The challenger brand phenomenon isn’t new, but it’s definitely accelerating. Today, across almost every category you look at, challenger brands are on the march.

In part, this is because structural changes in retail and media have dramatically lowered barriers to entry. Whilst this has given challengers a significant leg up, it doesn’t explain why consumers are embracing them with such enthusiasm.  Challenger brands aren’t just winning market share – very often, they’re winning the market argument too.

To understand why, let’s define precisely what a challenger brand is. Adam Morgan,  an expert on the topic and author of the seminal ‘Eating The Big Fish’, puts it well:

“A challenger brand is defined, primarily, by a mindset – it has business ambitions bigger than its conventional resources, and is prepared to do something bold, usually against the existing conventions or codes  of the category, to break through.”

RECORDS SHOWN
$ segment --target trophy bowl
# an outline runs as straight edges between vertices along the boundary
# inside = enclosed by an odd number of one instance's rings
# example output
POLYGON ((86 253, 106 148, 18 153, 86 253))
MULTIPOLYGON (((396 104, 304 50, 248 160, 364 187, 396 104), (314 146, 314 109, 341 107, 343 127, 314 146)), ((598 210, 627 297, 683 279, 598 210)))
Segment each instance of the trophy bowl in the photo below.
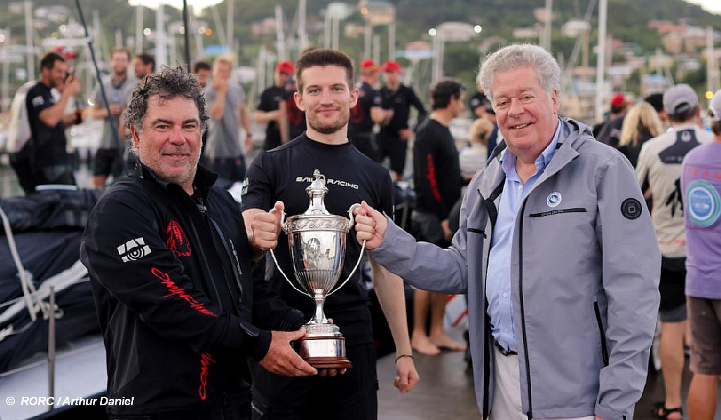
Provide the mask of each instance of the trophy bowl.
POLYGON ((318 169, 313 177, 313 182, 306 188, 310 197, 308 210, 288 219, 283 213, 280 221, 288 235, 293 273, 300 288, 283 272, 273 250, 271 255, 276 267, 293 288, 313 299, 316 304, 313 318, 304 326, 308 333, 299 340, 301 357, 317 368, 347 369, 352 365, 345 357, 345 338, 338 326, 326 318, 323 305, 328 296, 350 280, 363 257, 365 243, 353 271, 336 287, 343 269, 346 235, 353 225, 353 211, 360 205, 350 206, 348 218, 330 214, 324 204, 328 192, 325 177, 318 169))

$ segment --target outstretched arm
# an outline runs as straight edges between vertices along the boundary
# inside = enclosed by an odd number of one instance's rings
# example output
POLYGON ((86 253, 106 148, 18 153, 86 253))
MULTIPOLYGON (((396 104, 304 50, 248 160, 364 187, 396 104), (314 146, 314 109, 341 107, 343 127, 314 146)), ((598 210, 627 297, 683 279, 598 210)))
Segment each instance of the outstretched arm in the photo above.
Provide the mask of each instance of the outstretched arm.
POLYGON ((388 220, 379 211, 363 201, 353 210, 355 215, 355 237, 359 243, 366 241, 366 248, 376 249, 383 243, 388 228, 388 220))
POLYGON ((420 378, 413 364, 413 350, 408 336, 403 279, 381 267, 372 257, 371 272, 373 287, 396 345, 396 377, 393 385, 401 393, 407 393, 413 389, 420 378))

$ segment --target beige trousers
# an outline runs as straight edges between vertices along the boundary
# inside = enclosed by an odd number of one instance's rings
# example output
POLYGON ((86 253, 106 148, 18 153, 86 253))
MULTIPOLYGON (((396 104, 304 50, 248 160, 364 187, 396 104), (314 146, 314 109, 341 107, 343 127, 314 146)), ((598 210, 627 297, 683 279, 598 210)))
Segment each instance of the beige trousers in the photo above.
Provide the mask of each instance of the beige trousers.
MULTIPOLYGON (((518 356, 504 356, 494 346, 495 352, 495 388, 490 420, 528 420, 521 409, 521 381, 518 380, 518 356)), ((594 416, 549 420, 594 420, 594 416)))

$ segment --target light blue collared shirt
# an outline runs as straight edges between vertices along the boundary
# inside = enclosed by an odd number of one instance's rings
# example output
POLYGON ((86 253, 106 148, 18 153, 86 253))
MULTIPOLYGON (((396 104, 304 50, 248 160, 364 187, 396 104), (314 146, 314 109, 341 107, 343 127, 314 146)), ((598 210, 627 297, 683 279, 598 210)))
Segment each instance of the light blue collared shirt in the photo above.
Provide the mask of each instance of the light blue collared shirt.
POLYGON ((485 289, 488 315, 491 318, 492 328, 491 333, 493 338, 507 350, 518 351, 513 329, 513 292, 510 290, 510 256, 516 217, 523 199, 553 158, 560 133, 561 124, 559 123, 553 140, 536 159, 536 173, 526 181, 525 184, 516 172, 516 156, 508 148, 500 155, 500 167, 505 173, 505 184, 500 195, 498 218, 491 238, 485 289))

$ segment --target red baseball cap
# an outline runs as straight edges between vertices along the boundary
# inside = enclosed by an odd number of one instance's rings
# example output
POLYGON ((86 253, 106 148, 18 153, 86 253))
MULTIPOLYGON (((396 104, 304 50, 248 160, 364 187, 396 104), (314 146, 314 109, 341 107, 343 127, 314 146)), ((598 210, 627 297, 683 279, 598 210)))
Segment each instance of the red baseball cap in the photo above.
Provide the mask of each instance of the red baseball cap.
POLYGON ((401 67, 400 64, 396 63, 395 61, 386 61, 385 64, 381 66, 381 70, 386 73, 401 71, 403 68, 401 67))
POLYGON ((291 61, 280 61, 275 66, 275 71, 285 73, 286 74, 293 74, 293 63, 291 61))
POLYGON ((76 53, 75 51, 71 50, 70 48, 68 48, 66 47, 63 47, 62 45, 58 45, 57 47, 53 48, 50 50, 53 51, 53 52, 55 52, 55 53, 58 53, 58 54, 61 54, 63 55, 63 57, 65 57, 66 58, 78 58, 78 53, 76 53))
POLYGON ((616 94, 614 97, 611 98, 611 107, 620 107, 626 103, 626 97, 624 97, 623 94, 616 94))
POLYGON ((376 71, 378 68, 379 66, 373 58, 366 58, 360 62, 360 71, 363 73, 376 71))

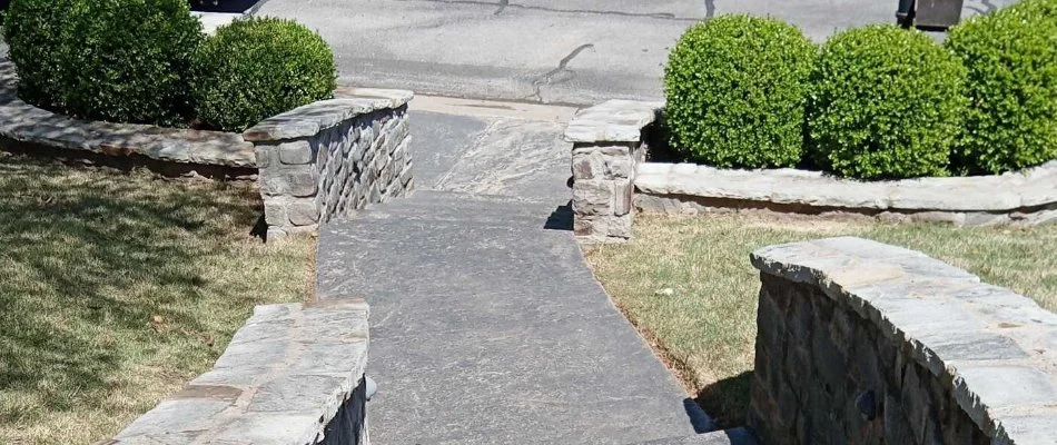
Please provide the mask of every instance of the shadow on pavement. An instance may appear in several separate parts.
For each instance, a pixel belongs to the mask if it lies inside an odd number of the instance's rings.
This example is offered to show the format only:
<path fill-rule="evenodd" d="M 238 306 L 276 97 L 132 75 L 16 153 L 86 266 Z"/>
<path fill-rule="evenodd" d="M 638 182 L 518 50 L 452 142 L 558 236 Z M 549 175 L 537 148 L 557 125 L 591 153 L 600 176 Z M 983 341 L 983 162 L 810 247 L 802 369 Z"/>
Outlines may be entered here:
<path fill-rule="evenodd" d="M 199 12 L 255 12 L 268 0 L 190 0 L 191 10 Z"/>
<path fill-rule="evenodd" d="M 573 229 L 573 202 L 569 201 L 557 206 L 543 225 L 546 230 L 572 230 Z"/>
<path fill-rule="evenodd" d="M 749 413 L 752 370 L 728 377 L 698 392 L 694 402 L 712 416 L 718 429 L 744 426 Z"/>

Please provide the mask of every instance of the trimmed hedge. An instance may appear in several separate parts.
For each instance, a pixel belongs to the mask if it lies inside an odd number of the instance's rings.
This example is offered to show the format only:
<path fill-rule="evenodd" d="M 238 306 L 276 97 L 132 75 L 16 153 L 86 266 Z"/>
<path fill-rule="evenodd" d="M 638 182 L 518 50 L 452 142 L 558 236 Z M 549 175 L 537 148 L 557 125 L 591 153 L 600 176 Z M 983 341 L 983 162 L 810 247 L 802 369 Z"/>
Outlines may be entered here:
<path fill-rule="evenodd" d="M 691 27 L 664 75 L 672 148 L 717 167 L 791 167 L 818 52 L 776 19 L 722 16 Z"/>
<path fill-rule="evenodd" d="M 276 18 L 237 20 L 195 56 L 198 118 L 209 128 L 243 131 L 330 98 L 336 72 L 330 47 L 308 28 Z"/>
<path fill-rule="evenodd" d="M 1057 1 L 974 17 L 946 44 L 968 68 L 955 168 L 1000 174 L 1057 159 Z"/>
<path fill-rule="evenodd" d="M 861 179 L 947 176 L 966 70 L 919 31 L 869 26 L 822 46 L 808 100 L 811 155 Z"/>
<path fill-rule="evenodd" d="M 19 97 L 68 116 L 184 125 L 201 26 L 186 0 L 17 0 L 4 38 Z"/>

EXERCISE DESCRIPTION
Write what comes next in the text on challenger brands, picking up after the Adam Morgan definition. These rows were drawn from a separate source.

WRITTEN ANSWER
These points about mindset and ambition are fundamental. Challenger brands believe they can change the weather by overturning category norms. And they marry belief with behaviour. At every level – values and personality, product design, channel strategy, service delivery, customer experience – they display complete coherence and absolute conviction. They jump on insight to identify a point of resonance, then focus on it with ruthless obsession.

How can established brands fight back?  To challenge the challengers effectively they need to adopt more of this mindset. They need to re-set their ambitions, re-discover their conviction and turn both into new behaviours and actions that channel the positivity and energy of the challengers.  To a very large extent, they need to re-invent themselves.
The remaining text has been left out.